═══ Quoted text ═══

Bianca Le Grange made a name for herself after competing on the first season of South African Idols. A few years, and a lot of hard work later, Bianca has become a full-fledged Musical Theatre leading lady tackling roles in David Kramer’s District 6 Kanala and Blood Brothers, for which she won a Naledi Award, Anita in West Side Story and most recently, as the narrator in Joseph and the Amazing Technicolor Dreamcoat. We sat down with Bianca before one of her final performances of Joseph to chat about the role, her return to Anita and her Musical Theatre journey.
Who or what inspired you to pursue a career in the arts?
My mom had a music school in her house. She taught piano lessons. My mom had over 100 students that she would see in a month. I remember always feeling obligated to entertain those kids while they were waiting for their parents. We’d put on these productions. I had my own little costume room with my makeup and a velvet curtain that was probably an old velvet curtain that my mom had. My best friend and I from when we were small were the funeral and wedding singers growing up. It was always a part of my upbringing. I went to an arts school and studied classical piano and violin. My mother wanted me to become a concert pianist. I still love the piano but there’s something about getting into the dressing room with the lights, putting on a lash, putting on a fishnet stocking and a heel. That is where I am home. Performing arts was always there, it was just inevitable that I would go this route. Even primary school, all the shows, from choir to the orchestra, every aspect that had to do with performing arts, I was there. I was always first in line. Music was always the heart because of my mom. It was always what I wanted to do. It was always what I was born to do.

═══ Input ═══

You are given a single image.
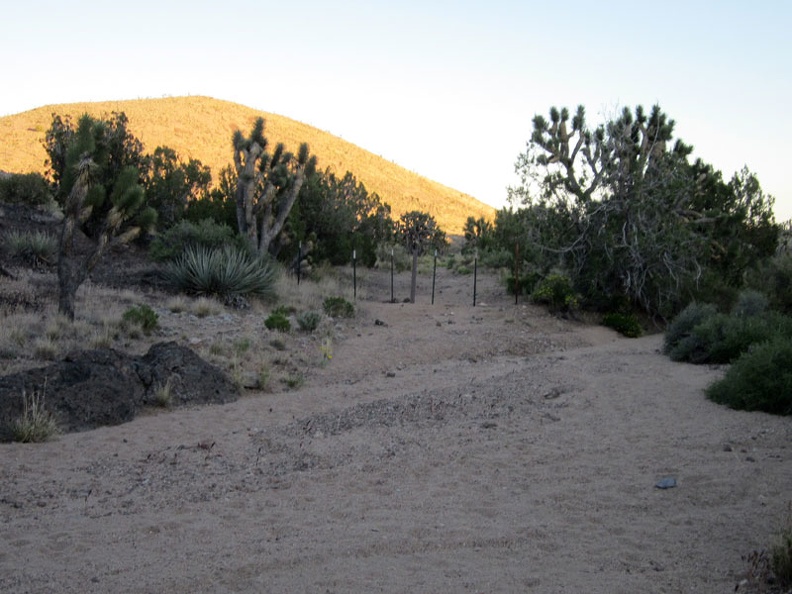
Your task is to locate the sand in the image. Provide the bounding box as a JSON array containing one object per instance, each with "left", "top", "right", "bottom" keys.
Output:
[{"left": 0, "top": 275, "right": 792, "bottom": 593}]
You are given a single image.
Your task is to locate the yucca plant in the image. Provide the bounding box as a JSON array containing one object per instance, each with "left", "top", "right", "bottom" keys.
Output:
[{"left": 163, "top": 246, "right": 277, "bottom": 299}]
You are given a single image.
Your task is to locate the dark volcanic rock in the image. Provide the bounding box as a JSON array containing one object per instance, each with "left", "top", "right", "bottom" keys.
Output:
[
  {"left": 135, "top": 342, "right": 239, "bottom": 406},
  {"left": 0, "top": 342, "right": 239, "bottom": 441}
]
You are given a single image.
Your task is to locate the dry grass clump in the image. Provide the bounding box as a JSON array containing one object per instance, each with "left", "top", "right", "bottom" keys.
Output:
[{"left": 11, "top": 390, "right": 59, "bottom": 443}]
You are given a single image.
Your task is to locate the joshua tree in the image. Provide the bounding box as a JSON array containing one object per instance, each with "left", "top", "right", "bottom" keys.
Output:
[
  {"left": 396, "top": 210, "right": 445, "bottom": 303},
  {"left": 58, "top": 115, "right": 156, "bottom": 320},
  {"left": 233, "top": 118, "right": 316, "bottom": 254}
]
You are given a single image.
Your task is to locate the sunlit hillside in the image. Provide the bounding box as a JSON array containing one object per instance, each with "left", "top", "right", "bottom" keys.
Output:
[{"left": 0, "top": 97, "right": 494, "bottom": 234}]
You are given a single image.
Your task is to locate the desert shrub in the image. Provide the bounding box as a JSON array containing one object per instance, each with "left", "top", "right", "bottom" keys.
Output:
[
  {"left": 149, "top": 219, "right": 248, "bottom": 262},
  {"left": 375, "top": 243, "right": 412, "bottom": 272},
  {"left": 670, "top": 312, "right": 792, "bottom": 364},
  {"left": 11, "top": 391, "right": 58, "bottom": 443},
  {"left": 707, "top": 336, "right": 792, "bottom": 415},
  {"left": 323, "top": 297, "right": 355, "bottom": 318},
  {"left": 531, "top": 274, "right": 580, "bottom": 312},
  {"left": 663, "top": 302, "right": 718, "bottom": 354},
  {"left": 297, "top": 311, "right": 322, "bottom": 332},
  {"left": 479, "top": 249, "right": 516, "bottom": 270},
  {"left": 0, "top": 173, "right": 53, "bottom": 206},
  {"left": 4, "top": 231, "right": 58, "bottom": 266},
  {"left": 506, "top": 272, "right": 542, "bottom": 295},
  {"left": 121, "top": 303, "right": 159, "bottom": 335},
  {"left": 264, "top": 311, "right": 291, "bottom": 332},
  {"left": 163, "top": 246, "right": 277, "bottom": 299},
  {"left": 602, "top": 312, "right": 643, "bottom": 338},
  {"left": 731, "top": 289, "right": 769, "bottom": 317}
]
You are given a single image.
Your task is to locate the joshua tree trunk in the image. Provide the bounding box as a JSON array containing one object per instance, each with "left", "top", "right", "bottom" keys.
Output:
[
  {"left": 410, "top": 247, "right": 418, "bottom": 303},
  {"left": 58, "top": 254, "right": 88, "bottom": 320}
]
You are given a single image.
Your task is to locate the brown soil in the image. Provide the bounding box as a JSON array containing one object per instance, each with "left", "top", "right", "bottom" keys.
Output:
[{"left": 0, "top": 234, "right": 792, "bottom": 593}]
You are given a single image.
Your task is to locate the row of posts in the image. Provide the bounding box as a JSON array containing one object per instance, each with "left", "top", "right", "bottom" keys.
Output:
[{"left": 297, "top": 241, "right": 520, "bottom": 307}]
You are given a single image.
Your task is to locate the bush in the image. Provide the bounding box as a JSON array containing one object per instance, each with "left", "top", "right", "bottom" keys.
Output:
[
  {"left": 707, "top": 337, "right": 792, "bottom": 415},
  {"left": 264, "top": 310, "right": 291, "bottom": 332},
  {"left": 670, "top": 312, "right": 792, "bottom": 364},
  {"left": 0, "top": 173, "right": 53, "bottom": 206},
  {"left": 121, "top": 303, "right": 159, "bottom": 335},
  {"left": 732, "top": 289, "right": 768, "bottom": 317},
  {"left": 297, "top": 311, "right": 322, "bottom": 332},
  {"left": 506, "top": 272, "right": 541, "bottom": 295},
  {"left": 324, "top": 297, "right": 355, "bottom": 318},
  {"left": 602, "top": 312, "right": 643, "bottom": 338},
  {"left": 531, "top": 274, "right": 580, "bottom": 312},
  {"left": 5, "top": 231, "right": 58, "bottom": 266},
  {"left": 663, "top": 303, "right": 718, "bottom": 361},
  {"left": 163, "top": 246, "right": 277, "bottom": 300},
  {"left": 375, "top": 243, "right": 412, "bottom": 272},
  {"left": 149, "top": 219, "right": 249, "bottom": 262}
]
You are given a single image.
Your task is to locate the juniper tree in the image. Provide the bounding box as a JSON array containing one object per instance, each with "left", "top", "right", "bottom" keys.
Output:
[
  {"left": 233, "top": 118, "right": 316, "bottom": 254},
  {"left": 53, "top": 115, "right": 156, "bottom": 319}
]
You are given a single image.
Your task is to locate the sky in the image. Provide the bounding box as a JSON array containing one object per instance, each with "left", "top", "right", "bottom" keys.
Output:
[{"left": 0, "top": 0, "right": 792, "bottom": 221}]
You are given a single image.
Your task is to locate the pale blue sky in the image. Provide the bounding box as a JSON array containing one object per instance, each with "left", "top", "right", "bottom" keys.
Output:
[{"left": 0, "top": 0, "right": 792, "bottom": 220}]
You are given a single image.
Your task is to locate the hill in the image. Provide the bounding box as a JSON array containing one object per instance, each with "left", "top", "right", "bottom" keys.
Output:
[{"left": 0, "top": 97, "right": 495, "bottom": 235}]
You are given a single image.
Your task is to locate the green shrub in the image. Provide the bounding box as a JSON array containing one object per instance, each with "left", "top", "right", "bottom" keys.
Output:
[
  {"left": 602, "top": 312, "right": 643, "bottom": 338},
  {"left": 479, "top": 249, "right": 516, "bottom": 268},
  {"left": 264, "top": 311, "right": 291, "bottom": 332},
  {"left": 531, "top": 274, "right": 580, "bottom": 312},
  {"left": 663, "top": 302, "right": 718, "bottom": 354},
  {"left": 121, "top": 303, "right": 159, "bottom": 335},
  {"left": 506, "top": 272, "right": 542, "bottom": 295},
  {"left": 297, "top": 311, "right": 322, "bottom": 332},
  {"left": 707, "top": 337, "right": 792, "bottom": 415},
  {"left": 669, "top": 312, "right": 792, "bottom": 364},
  {"left": 324, "top": 297, "right": 355, "bottom": 318},
  {"left": 149, "top": 219, "right": 249, "bottom": 262},
  {"left": 5, "top": 231, "right": 58, "bottom": 266},
  {"left": 376, "top": 243, "right": 412, "bottom": 272},
  {"left": 0, "top": 173, "right": 53, "bottom": 206},
  {"left": 163, "top": 246, "right": 277, "bottom": 299},
  {"left": 732, "top": 289, "right": 769, "bottom": 317}
]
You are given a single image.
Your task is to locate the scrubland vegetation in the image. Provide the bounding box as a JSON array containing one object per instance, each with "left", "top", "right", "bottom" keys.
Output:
[{"left": 0, "top": 97, "right": 792, "bottom": 579}]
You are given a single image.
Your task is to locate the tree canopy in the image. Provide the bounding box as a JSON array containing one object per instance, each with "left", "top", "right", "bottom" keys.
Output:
[{"left": 509, "top": 105, "right": 777, "bottom": 317}]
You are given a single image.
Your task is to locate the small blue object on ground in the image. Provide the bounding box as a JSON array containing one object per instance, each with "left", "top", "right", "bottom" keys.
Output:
[{"left": 655, "top": 477, "right": 676, "bottom": 489}]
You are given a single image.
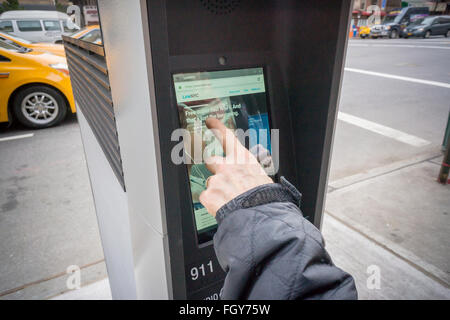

═══

**Work to do**
- A) From the Bianca Le Grange interview, list every musical theater production in which it says she has played a role.
- B) Find every line in the entries that contains the string "blue", and copy each one. Matching is case-sensitive.

**Responses in order**
- A)
- District 6 Kanala
- Blood Brothers
- West Side Story
- Joseph and the Amazing Technicolor Dreamcoat

- B)
Your task is to locate the pale blue sky in the image. Provide the bounding box as a JSON array containing one object per instance, each with "left", "top", "right", "bottom" keys.
Your task is to locate the small blue object on ground in the image. Provide the bounding box as a JSON array containing one object per instance, each with "left", "top", "right", "bottom" keys.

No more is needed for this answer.